» **Problem statement**:
Only lines with the word "green" belong in the answer; copy them from the records below.

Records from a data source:
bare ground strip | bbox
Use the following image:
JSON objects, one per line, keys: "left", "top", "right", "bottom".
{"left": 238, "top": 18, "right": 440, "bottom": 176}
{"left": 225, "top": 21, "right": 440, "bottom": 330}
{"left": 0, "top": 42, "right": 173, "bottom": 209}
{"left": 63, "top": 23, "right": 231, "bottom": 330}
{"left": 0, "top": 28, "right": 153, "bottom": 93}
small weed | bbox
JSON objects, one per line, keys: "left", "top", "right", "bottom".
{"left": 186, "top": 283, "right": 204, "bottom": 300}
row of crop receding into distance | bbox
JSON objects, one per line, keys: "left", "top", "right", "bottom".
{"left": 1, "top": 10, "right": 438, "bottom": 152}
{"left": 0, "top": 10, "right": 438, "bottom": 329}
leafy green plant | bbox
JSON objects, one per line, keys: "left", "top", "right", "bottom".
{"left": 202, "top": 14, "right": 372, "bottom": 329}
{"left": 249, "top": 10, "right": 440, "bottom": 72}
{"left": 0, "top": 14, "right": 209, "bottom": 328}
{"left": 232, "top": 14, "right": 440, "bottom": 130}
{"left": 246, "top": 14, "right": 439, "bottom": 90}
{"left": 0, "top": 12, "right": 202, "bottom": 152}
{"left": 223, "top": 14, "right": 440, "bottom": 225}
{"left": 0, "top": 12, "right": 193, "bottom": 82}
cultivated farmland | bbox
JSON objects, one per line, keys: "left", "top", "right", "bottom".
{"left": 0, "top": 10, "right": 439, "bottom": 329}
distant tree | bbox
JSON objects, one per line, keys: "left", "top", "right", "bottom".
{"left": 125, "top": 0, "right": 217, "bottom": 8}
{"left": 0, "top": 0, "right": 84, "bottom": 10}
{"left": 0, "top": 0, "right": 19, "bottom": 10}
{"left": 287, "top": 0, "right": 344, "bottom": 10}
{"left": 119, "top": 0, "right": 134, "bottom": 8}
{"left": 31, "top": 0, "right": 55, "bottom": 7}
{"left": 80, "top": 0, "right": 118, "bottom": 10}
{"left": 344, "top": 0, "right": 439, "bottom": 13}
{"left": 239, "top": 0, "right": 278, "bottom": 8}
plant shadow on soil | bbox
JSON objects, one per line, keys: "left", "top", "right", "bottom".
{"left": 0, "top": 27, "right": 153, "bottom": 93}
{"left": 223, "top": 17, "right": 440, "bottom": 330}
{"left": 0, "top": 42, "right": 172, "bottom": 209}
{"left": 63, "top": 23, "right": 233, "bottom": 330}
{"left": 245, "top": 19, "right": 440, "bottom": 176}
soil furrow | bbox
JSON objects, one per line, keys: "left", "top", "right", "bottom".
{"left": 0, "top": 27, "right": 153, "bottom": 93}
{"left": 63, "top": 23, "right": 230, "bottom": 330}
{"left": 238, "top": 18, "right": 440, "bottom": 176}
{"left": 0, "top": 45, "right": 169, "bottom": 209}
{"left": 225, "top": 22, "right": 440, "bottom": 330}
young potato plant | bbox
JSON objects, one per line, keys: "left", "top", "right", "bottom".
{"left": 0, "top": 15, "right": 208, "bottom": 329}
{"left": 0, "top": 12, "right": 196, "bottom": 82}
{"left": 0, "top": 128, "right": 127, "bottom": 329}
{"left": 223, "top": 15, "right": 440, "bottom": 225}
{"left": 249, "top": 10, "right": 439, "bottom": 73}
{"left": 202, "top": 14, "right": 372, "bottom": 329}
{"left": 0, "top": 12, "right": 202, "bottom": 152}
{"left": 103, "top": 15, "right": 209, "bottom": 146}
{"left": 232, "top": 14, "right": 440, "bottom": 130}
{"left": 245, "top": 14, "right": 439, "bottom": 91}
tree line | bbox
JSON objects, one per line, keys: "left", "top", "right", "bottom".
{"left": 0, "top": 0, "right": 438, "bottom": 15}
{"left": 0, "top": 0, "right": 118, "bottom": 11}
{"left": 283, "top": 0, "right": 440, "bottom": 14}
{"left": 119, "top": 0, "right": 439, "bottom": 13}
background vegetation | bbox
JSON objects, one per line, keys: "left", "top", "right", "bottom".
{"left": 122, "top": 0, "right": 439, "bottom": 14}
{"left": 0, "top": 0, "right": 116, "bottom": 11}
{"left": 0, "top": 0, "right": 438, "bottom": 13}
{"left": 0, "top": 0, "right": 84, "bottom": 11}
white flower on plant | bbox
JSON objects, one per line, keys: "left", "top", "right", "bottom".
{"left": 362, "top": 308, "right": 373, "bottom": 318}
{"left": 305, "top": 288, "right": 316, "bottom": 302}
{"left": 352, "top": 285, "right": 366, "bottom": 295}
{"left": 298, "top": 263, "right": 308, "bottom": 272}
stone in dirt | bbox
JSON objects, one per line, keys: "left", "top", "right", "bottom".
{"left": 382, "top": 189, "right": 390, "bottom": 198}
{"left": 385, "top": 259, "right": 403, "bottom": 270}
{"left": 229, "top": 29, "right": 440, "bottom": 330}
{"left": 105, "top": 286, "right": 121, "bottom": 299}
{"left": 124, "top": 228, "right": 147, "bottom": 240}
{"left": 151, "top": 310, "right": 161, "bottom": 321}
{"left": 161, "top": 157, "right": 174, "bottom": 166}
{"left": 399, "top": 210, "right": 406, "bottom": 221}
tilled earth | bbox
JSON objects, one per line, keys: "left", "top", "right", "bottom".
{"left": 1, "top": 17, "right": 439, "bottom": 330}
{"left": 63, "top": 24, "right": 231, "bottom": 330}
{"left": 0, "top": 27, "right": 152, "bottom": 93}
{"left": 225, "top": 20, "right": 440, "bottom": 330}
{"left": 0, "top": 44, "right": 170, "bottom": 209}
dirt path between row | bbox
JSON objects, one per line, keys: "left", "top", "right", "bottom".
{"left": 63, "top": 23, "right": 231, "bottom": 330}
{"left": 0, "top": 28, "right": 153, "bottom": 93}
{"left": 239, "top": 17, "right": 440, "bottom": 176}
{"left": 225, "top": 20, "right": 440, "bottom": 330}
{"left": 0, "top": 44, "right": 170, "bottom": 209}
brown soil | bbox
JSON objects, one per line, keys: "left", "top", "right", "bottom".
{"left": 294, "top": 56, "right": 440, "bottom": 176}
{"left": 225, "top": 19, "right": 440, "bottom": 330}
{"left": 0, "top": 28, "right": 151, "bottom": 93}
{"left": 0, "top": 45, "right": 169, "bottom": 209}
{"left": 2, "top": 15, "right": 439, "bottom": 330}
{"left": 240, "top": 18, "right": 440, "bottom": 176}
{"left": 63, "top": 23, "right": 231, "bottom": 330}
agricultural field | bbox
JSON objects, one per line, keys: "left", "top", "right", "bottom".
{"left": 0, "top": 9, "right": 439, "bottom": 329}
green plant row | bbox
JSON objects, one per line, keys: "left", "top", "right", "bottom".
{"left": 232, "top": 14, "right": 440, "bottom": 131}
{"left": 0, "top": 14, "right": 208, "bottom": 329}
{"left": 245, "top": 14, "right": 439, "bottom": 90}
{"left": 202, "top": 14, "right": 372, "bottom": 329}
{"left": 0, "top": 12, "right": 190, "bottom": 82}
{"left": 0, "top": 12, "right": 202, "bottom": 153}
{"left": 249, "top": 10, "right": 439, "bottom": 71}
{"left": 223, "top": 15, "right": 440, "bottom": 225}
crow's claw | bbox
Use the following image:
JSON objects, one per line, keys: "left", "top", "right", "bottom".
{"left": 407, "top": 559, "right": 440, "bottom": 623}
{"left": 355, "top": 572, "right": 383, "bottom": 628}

» **Your response**:
leafy green plant | bbox
green plant row | bbox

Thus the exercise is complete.